NOTICE OF ANNUAL MEETING OF STOCKHOLDERS
TO BE HELD ON MAY 16, 2000
To the Stockholders of
Southern Investors Service Company, Inc.:
Notice is hereby given that the Annual Meeting of Stockholders of Southern
Investors Service Company, Inc., a Delaware corporation (Company), will be held
in the board room of the Company's corporate offices, 2727 North Loop West,
Suite 200, Houston, Texas 77008, on Tuesday, May 16, 2000 at 10:00 a.m., Houston
time, for the following purposes:
(a) To elect three directors to serve until the next annual meeting of
stockholders or until their respective successors shall be elected and
qualified;
(b) To ratify the appointment of Arthur Andersen LLP as independent
public accountants for the Company for the year ending December 31, 2000;
and
(c) To transact such other business as may properly come before the
meeting or any adjournments thereof.
Only holders of Common Stock, $1.00 par value, of record on April 20, 2000
are entitled to notice of and to vote at the meeting or any adjournment thereof.
By Order of the Board of Directors,
[SIGNATURE APPEARS HERE]
WALTER M. MISCHER, SR.
Chairman of the Board and
Chief Executive Officer
Houston, Texas
April 27, 2000
IMPORTANT
IT IS IMPORTANT THAT YOUR STOCK BE REPRESENTED AT THE MEETING REGARDLESS OF
THE NUMBER OF SHARES YOU HOLD. PLEASE COMPLETE, SIGN AND MAIL THE ENCLOSED PROXY
IN THE ACCOMPANYING ENVELOPE PROMPTLY, WHETHER OR NOT YOU INTEND TO BE PRESENT
AT THE MEETING. THIS PROXY IS REVOCABLE AT ANY TIME PRIOR TO ITS USE.
<PAGE>
SOUTHERN INVESTORS SERVICE COMPANY, INC.
2727 NORTH LOOP WEST
SUITE 200
HOUSTON, TEXAS 77008
---------------
PROXY STATEMENT
---------------
GENERAL INFORMATION
This Proxy Statement is furnished to the stockholders of Southern Investors
Service Company, Inc. (Company), in connection with the solicitation by the
Board of Directors of the Company of proxies to be used at the Annual Meeting of
Stockholders to be held on May 16. 2000 (Meeting). It is anticipated that proxy
solicitation materials will be first mailed to stockholders on April 27, 2000.

Information given ->
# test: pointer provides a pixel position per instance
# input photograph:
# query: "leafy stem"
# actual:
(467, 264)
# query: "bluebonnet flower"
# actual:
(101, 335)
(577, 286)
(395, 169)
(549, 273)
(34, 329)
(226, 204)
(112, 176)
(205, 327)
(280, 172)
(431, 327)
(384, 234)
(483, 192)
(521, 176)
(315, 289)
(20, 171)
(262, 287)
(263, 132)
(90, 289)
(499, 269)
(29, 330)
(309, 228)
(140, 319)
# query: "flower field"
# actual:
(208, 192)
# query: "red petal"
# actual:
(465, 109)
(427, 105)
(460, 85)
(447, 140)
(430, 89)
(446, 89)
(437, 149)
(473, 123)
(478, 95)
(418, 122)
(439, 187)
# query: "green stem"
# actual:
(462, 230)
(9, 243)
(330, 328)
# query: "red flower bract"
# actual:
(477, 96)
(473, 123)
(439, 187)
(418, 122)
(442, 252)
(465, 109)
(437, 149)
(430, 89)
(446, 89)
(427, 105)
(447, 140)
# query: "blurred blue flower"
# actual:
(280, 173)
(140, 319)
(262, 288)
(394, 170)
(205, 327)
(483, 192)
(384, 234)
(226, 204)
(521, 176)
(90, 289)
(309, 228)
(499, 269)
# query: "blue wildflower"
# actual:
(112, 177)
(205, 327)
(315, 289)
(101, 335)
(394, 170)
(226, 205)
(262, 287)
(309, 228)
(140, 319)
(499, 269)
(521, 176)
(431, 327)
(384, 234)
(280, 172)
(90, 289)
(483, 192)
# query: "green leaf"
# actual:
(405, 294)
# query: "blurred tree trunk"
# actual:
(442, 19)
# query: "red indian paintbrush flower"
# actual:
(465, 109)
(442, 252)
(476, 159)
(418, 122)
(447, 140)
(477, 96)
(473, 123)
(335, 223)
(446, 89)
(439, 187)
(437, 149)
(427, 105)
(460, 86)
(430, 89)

Required actions ->
1. Quote the stockholders' meeting notice word for word, beginning at the words "Only holders of" and stopping after "M. MISCHER, SR.".
2. Write the next part of the stockholders' meeting notice, picking up after its final sentence.

Results in order ->
1.
Only holders of Common Stock, $1.00 par value, of record on April 20, 2000
are entitled to notice of and to vote at the meeting or any adjournment thereof.
By Order of the Board of Directors,
[SIGNATURE APPEARS HERE]
WALTER M. MISCHER, SR.

2.
Proxies in the form enclosed, properly executed by stockholders and returned to
the Company, which are not revoked, will be voted at the Meeting. Proxies will
be voted in accordance with the directions specified thereon, and otherwise in
accordance with the judgment of the persons designated as proxies. Any proxy on
which voting instructions are not specified will be voted for the nominees for
the office of director named herein and in favor of the ratification of Arthur
Andersen LLP as independent public accountants for the Company for the year
ending December 31, 2000. A proxy may be revoked by giving written notice of
such revocation to the Secretary of the Company at any time before such proxy is
voted at the Meeting.
The Annual Report to Stockholders with respect to the Company's fiscal year
ended December 31, 1999 is being mailed to stockholders contemporaneously with
the proxy solicitation materials. The Annual Report does not form a part of the
material for the solicitation of proxies.
OUTSTANDING CAPITAL STOCK
The record date for determining the stockholders of the Company entitled to
notice of and to vote at the Meeting is the close of business on April 20, 2000.
At the close of business on that date, the Company had issued and outstanding
and entitled to vote at the Meeting 3,168,929 shares of common stock, $1.00 par
value (Common Stock).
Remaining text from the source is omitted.